Records for location labeling
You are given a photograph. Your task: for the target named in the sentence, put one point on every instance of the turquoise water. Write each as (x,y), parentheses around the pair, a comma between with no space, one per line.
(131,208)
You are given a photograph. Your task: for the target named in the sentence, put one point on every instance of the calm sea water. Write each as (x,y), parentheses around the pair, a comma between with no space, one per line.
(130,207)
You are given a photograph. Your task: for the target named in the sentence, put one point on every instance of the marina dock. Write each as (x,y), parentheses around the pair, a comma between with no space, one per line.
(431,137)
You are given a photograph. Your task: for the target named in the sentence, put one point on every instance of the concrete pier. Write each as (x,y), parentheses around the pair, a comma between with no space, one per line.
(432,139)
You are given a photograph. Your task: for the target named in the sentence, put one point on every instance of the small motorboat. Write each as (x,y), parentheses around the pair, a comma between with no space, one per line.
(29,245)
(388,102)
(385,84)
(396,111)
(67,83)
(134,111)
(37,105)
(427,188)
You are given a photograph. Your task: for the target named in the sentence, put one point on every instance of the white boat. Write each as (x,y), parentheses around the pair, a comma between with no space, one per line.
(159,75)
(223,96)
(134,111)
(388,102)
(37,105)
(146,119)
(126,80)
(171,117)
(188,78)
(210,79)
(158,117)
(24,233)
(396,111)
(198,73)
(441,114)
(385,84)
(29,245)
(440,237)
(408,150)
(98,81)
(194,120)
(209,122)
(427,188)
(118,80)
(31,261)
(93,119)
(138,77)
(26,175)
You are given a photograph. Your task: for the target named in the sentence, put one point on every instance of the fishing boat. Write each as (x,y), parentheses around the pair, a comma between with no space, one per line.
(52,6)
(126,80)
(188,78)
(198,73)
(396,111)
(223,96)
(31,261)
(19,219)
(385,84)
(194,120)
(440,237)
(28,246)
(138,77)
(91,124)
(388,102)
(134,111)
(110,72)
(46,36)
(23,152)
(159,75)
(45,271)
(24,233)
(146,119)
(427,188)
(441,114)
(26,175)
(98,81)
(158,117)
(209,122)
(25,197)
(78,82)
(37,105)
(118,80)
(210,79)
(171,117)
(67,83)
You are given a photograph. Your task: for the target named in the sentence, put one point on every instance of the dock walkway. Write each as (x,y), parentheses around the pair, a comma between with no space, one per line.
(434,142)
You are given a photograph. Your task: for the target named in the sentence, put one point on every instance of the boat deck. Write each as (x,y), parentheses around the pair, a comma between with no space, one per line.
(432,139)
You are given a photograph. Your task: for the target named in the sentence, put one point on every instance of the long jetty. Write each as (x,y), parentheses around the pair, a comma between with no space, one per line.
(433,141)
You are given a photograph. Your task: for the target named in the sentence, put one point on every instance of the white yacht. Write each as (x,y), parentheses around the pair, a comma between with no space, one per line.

*What you are asked to do*: Reproduce all of the lines above verbatim.

*Final result*:
You are given a photograph. Your task: for the target named in the sentence, put one point on every instance of the turquoise water. Write each as (x,y), parentheses around the pair, a comma between with no space, one per line.
(131,208)
You are given a photograph. Your task: for the target named in the sentence, put one point on every instance of the calm sea water. Write each as (x,y), parentheses around the pair, a comma between with no space, one per line.
(130,207)
You are given a photograph. Your task: for the target named in the sentence, put one point on every instance of the marina dock. Write each as (x,y), parentheses around the pair, a comma between with no space, one per line.
(431,137)
You are given a photograph. Your task: for the target named in the sentence, put one point on every instance of the concrete pier. Write each as (x,y), parentheses around the pair, a comma between with no space, one per line.
(432,139)
You are given a photograph. Your task: for the target named in the sentence, put one point on every instance of the small motorboat. Write each as (x,y), parentheses around the pair, a comma between with no space, one per line.
(29,245)
(388,102)
(385,84)
(396,111)
(67,83)
(134,111)
(37,105)
(427,188)
You are given a photograph. Your task: for the target named in the sentence, put one point on every instance of the white boat. Write each as (x,y), parentheses around the pair, a comma between with no space, one per line.
(159,75)
(223,96)
(134,111)
(388,102)
(37,105)
(146,119)
(126,80)
(171,117)
(188,78)
(210,79)
(158,117)
(24,233)
(396,111)
(198,73)
(441,114)
(385,84)
(29,245)
(440,237)
(408,150)
(98,81)
(194,120)
(209,122)
(427,188)
(118,80)
(31,261)
(93,119)
(138,77)
(26,175)
You are given a photograph. Your task: for the target named in the sentence, put one point on every instance of the fishing boat. Write each as (x,y), parentheses around the pair, a comma between with no space, one per line.
(52,6)
(126,80)
(188,78)
(198,73)
(396,111)
(223,96)
(31,261)
(19,219)
(385,84)
(194,120)
(440,237)
(28,246)
(138,77)
(91,124)
(388,102)
(134,111)
(110,72)
(46,36)
(23,152)
(159,75)
(45,271)
(24,233)
(146,119)
(427,188)
(441,114)
(26,175)
(98,81)
(158,117)
(209,122)
(25,197)
(78,82)
(37,105)
(118,80)
(210,79)
(171,117)
(67,83)
You are given a photograph. Your task: for the target named in the sentence, put one point on every instance of the dock walkway. Write each as (x,y), parentheses around the pair, a comma between with no space, one per line.
(434,142)
You are given a photograph. Your task: for the target named in the sentence, put one point on every instance of the boat deck. Write each as (x,y), parentheses around the pair, a comma between with no space, one per line.
(432,139)
You are given a photograph. Your task: for the target named in the sentence, put one point on every instance of the long jetty. Write each as (x,y), parentheses around the pair, a comma between with no space, one per line.
(433,141)
You are given a photograph. Your task: for the target named in the sentence, put one point on every instance of the white yacht. Write each as (x,y), parentheses around the pair, a comma between with no space, one per line.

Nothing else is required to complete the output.